Document segment —
In addition I found out from one of the doctors at the hospital that regardless of what was hospital policy they could not force me to comply with their policies ie. the policy for VBACs is they are continuously monitored and have a drip in however if I did not consent to this (which I didn't) they could not force this upon me. If I went against a policy that required positive action on my part for example got in a bath to labour when policy said I couldn't they also could not forceably r*move me as this would constitute assault. However what they could do is refuse to treat me - however this then raises issues related to duty of care in their facility - and from my discussions with the lawyer at the Women's legal service - perceived uncooperative behaviour on my part does not negate them from this duty of care - if a bad outcome had occurred as a result of my decisions then there would be a case for contributory negligence on my part which would lessen their responsibility! ! but it would not negate it altogether.
The hospital itself also informed me that they cannot refuse to treat patients who come to them for care as this care under the public system is the primary right of every Australian. The "service" they provide must be with the patients informed consent.
Therefore the mother does have the right to refuse any intervention from VE's to caesareans. Her choice to do this may result in contributory negligence if she brings a case against the hospital for an adverse outcome and if the hospital can PROVE that the failure to perform the said intervention contributed to the outcome. The onus of proof in civil cases is on the defence not the plaintiff - unlike criminal cases.
In addition there have been at least two cases in Australia where children have bought cases against their parents for injury suffered in utero - I am not familiar with the cases though so am not sure if these were birth choices related or if they were related to acti*ns taken by the mother in pregnancy (eg. drugs).
This site has some discussion on this from midwives:
" If there is any risk involved in the birth there is an obligation to inform the patient. However the carer cannot proceed with the procedure without the patient's consent. Without this the carer could be accused of assault."
In addition on the Birthrites website
"...When a competent, properly advised pregnant woman has clearly communicated her decision to decline a particular form of treatment, there are no circumstances in which the law should seek to override this decision. The principle that her wishes should be respected should prevail regardless of the degree of risk either to herself or the foetus..."
It should be noted there have been cases in the US where the welfare of the baby has been placed over the desires of the mother and the mother has been either forceably admitted to hospital or give a caesarean without her consent - but the lawyer I spoke to said that she was not aware of this ever occurring in Australia and felt that our human rights laws would negate such a thing being allowed unless it was deemed that the mother was not of sound mind to make decisions - which is apparently hard to prove.
The other interesting thing the Women's Legal Service advised me is that in the case of Birth Centres/Midwifery models a woman (or group of) may have a case for discrimination against a hospital where they are refused access to a particular Birth Centre/hospital on the basis of a preexisting medical condition eg. age, VBAC etc - where other Australian Birth Centres/Midwifery models do accept women in that particular "risk" group. Such a case would need to be either through HREOC or by civil avenues (which is expensive).I hope this h*lps but I would highly recommend getting in contact with the Women's Legal Service I found them most helpful.

Data records —
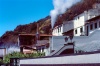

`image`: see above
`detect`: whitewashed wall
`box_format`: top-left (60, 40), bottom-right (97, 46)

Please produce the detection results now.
top-left (63, 20), bottom-right (74, 32)
top-left (20, 53), bottom-right (100, 65)
top-left (52, 25), bottom-right (63, 36)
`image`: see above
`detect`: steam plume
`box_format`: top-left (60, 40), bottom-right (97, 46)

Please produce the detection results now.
top-left (50, 0), bottom-right (80, 28)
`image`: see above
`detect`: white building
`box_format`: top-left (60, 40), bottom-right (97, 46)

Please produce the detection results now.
top-left (52, 3), bottom-right (100, 36)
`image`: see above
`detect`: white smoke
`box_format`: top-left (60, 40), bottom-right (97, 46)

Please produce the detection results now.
top-left (50, 0), bottom-right (80, 28)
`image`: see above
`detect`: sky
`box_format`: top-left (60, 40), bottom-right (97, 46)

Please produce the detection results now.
top-left (0, 0), bottom-right (54, 36)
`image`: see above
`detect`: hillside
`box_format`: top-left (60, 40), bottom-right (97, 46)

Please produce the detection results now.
top-left (0, 0), bottom-right (99, 44)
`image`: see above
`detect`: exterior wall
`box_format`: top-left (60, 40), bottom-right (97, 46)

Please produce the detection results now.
top-left (85, 19), bottom-right (100, 35)
top-left (20, 53), bottom-right (100, 65)
top-left (74, 13), bottom-right (85, 36)
top-left (50, 28), bottom-right (100, 55)
top-left (63, 20), bottom-right (74, 33)
top-left (52, 25), bottom-right (63, 36)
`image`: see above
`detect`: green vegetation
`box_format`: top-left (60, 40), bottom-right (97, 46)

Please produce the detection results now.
top-left (0, 52), bottom-right (45, 64)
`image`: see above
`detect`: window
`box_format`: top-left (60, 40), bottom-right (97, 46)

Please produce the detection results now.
top-left (75, 29), bottom-right (77, 34)
top-left (95, 23), bottom-right (97, 28)
top-left (90, 24), bottom-right (93, 30)
top-left (80, 27), bottom-right (83, 33)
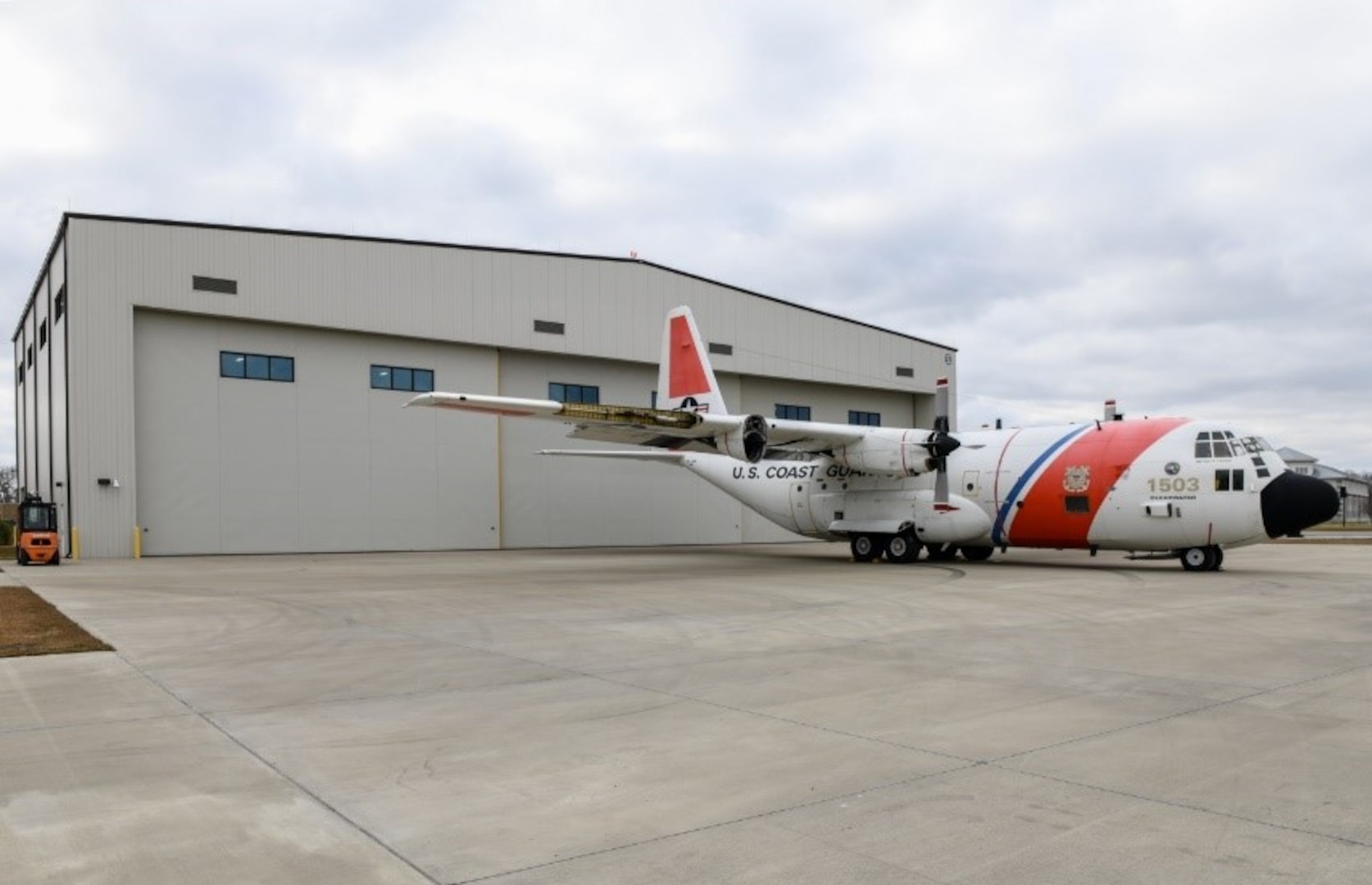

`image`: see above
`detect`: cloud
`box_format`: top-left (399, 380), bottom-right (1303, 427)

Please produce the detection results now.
top-left (0, 0), bottom-right (1372, 468)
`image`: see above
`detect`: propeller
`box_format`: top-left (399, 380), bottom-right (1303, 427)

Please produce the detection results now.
top-left (920, 377), bottom-right (961, 505)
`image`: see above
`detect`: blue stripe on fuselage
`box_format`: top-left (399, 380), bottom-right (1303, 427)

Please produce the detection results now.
top-left (991, 424), bottom-right (1091, 547)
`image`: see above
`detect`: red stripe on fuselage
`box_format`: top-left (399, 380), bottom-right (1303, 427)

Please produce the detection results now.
top-left (1007, 419), bottom-right (1188, 549)
top-left (667, 317), bottom-right (709, 399)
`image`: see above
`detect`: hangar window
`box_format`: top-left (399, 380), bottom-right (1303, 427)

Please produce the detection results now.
top-left (547, 381), bottom-right (600, 406)
top-left (220, 350), bottom-right (295, 383)
top-left (191, 276), bottom-right (239, 295)
top-left (372, 365), bottom-right (434, 394)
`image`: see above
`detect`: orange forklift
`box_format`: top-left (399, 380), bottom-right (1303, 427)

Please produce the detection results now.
top-left (14, 495), bottom-right (61, 565)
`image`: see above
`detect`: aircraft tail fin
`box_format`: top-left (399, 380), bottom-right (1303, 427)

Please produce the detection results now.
top-left (657, 307), bottom-right (729, 415)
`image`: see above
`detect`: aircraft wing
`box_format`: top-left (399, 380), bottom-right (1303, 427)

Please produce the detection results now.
top-left (767, 419), bottom-right (867, 453)
top-left (405, 393), bottom-right (743, 452)
top-left (405, 393), bottom-right (867, 453)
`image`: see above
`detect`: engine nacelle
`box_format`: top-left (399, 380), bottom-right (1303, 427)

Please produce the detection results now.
top-left (915, 491), bottom-right (991, 543)
top-left (706, 415), bottom-right (767, 464)
top-left (834, 428), bottom-right (930, 476)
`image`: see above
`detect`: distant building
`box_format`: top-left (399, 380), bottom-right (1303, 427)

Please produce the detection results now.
top-left (1277, 449), bottom-right (1372, 521)
top-left (12, 214), bottom-right (956, 557)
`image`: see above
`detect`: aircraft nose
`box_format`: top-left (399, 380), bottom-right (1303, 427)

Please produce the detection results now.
top-left (1262, 470), bottom-right (1339, 538)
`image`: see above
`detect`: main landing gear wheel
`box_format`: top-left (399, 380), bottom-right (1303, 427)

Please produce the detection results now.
top-left (1181, 546), bottom-right (1224, 572)
top-left (886, 533), bottom-right (920, 564)
top-left (848, 535), bottom-right (885, 563)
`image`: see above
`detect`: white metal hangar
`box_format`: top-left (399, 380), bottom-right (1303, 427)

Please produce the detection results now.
top-left (12, 214), bottom-right (955, 557)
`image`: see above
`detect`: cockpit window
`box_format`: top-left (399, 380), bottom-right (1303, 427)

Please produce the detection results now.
top-left (1197, 431), bottom-right (1272, 458)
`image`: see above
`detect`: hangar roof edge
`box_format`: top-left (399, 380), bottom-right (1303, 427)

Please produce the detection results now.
top-left (10, 211), bottom-right (957, 352)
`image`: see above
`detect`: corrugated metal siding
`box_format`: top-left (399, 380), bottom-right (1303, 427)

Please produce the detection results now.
top-left (45, 217), bottom-right (952, 557)
top-left (67, 218), bottom-right (141, 557)
top-left (61, 218), bottom-right (944, 393)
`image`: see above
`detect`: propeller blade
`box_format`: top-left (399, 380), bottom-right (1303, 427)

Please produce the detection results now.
top-left (925, 377), bottom-right (961, 504)
top-left (934, 458), bottom-right (948, 504)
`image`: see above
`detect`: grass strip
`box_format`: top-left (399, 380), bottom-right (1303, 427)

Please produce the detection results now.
top-left (0, 588), bottom-right (114, 657)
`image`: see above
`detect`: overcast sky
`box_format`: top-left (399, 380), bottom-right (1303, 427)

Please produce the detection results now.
top-left (0, 0), bottom-right (1372, 470)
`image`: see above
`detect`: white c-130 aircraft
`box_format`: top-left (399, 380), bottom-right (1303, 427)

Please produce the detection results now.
top-left (407, 307), bottom-right (1339, 571)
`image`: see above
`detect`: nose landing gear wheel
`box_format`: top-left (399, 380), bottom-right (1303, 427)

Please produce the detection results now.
top-left (1181, 546), bottom-right (1224, 572)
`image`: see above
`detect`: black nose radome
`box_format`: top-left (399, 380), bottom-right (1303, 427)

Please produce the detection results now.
top-left (1262, 470), bottom-right (1339, 538)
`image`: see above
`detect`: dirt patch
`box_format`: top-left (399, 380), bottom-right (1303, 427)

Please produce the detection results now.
top-left (0, 579), bottom-right (114, 657)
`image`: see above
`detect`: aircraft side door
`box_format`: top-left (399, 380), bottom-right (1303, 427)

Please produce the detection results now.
top-left (789, 483), bottom-right (827, 535)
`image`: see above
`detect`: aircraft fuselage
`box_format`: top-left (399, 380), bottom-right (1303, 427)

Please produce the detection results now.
top-left (682, 419), bottom-right (1317, 551)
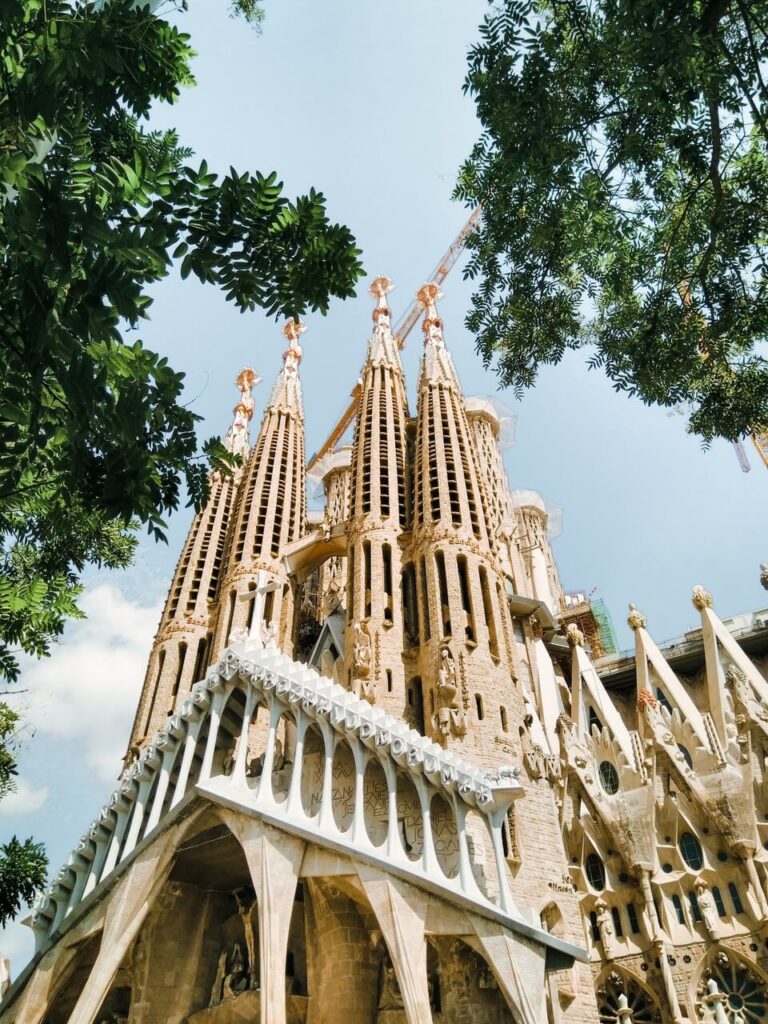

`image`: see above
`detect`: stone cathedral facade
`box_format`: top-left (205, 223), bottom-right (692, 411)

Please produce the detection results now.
top-left (0, 278), bottom-right (768, 1024)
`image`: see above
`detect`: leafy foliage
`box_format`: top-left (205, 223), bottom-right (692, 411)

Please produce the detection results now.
top-left (0, 702), bottom-right (48, 928)
top-left (456, 0), bottom-right (768, 441)
top-left (0, 0), bottom-right (361, 676)
top-left (0, 0), bottom-right (361, 914)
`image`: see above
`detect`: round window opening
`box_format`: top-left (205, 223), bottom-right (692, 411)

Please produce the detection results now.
top-left (680, 833), bottom-right (703, 871)
top-left (584, 853), bottom-right (605, 893)
top-left (711, 953), bottom-right (768, 1024)
top-left (600, 761), bottom-right (618, 797)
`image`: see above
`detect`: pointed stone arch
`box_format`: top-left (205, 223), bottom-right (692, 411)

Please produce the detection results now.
top-left (595, 966), bottom-right (662, 1024)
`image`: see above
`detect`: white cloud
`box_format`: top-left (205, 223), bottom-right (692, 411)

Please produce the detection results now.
top-left (0, 778), bottom-right (50, 817)
top-left (11, 584), bottom-right (160, 778)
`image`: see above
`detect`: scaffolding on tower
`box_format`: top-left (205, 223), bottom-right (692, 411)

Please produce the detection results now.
top-left (306, 206), bottom-right (481, 473)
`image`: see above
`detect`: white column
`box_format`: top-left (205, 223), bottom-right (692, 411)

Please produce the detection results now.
top-left (171, 715), bottom-right (205, 809)
top-left (379, 758), bottom-right (402, 860)
top-left (317, 720), bottom-right (338, 831)
top-left (200, 690), bottom-right (231, 782)
top-left (232, 683), bottom-right (256, 784)
top-left (351, 737), bottom-right (371, 847)
top-left (483, 808), bottom-right (515, 913)
top-left (413, 775), bottom-right (437, 876)
top-left (256, 693), bottom-right (282, 804)
top-left (144, 739), bottom-right (178, 836)
top-left (286, 708), bottom-right (309, 816)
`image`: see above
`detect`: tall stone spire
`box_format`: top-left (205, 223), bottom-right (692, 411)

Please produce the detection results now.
top-left (414, 284), bottom-right (487, 543)
top-left (214, 321), bottom-right (306, 653)
top-left (345, 276), bottom-right (416, 715)
top-left (129, 367), bottom-right (261, 754)
top-left (409, 284), bottom-right (523, 765)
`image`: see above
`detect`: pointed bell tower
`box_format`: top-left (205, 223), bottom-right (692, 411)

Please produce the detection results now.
top-left (213, 321), bottom-right (306, 655)
top-left (345, 276), bottom-right (416, 716)
top-left (124, 367), bottom-right (261, 752)
top-left (407, 284), bottom-right (524, 767)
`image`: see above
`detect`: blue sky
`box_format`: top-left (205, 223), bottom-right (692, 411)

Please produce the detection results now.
top-left (0, 0), bottom-right (768, 973)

Apply what you read —
a - Name every organization or website that the post on refusing birth interventions mentions by name.
b - Retype everything in the post on refusing birth interventions from "The other interesting" down to "them most helpful.".
c - According to the post on refusing birth interventions, on whom does the onus of proof lie in civil cases?

Results in order —
a -
- Women's Legal Service
- Birthrites website
- HREOC

b -
The other interesting thing the Women's Legal Service advised me is that in the case of Birth Centres/Midwifery models a woman (or group of) may have a case for discrimination against a hospital where they are refused access to a particular Birth Centre/hospital on the basis of a preexisting medical condition eg. age, VBAC etc - where other Australian Birth Centres/Midwifery models do accept women in that particular "risk" group. Such a case would need to be either through HREOC or by civil avenues (which is expensive).I hope this h*lps but I would highly recommend getting in contact with the Women's Legal Service I found them most helpful.

c - In civil cases, the onus of proof is on the defence, not the plaintiff.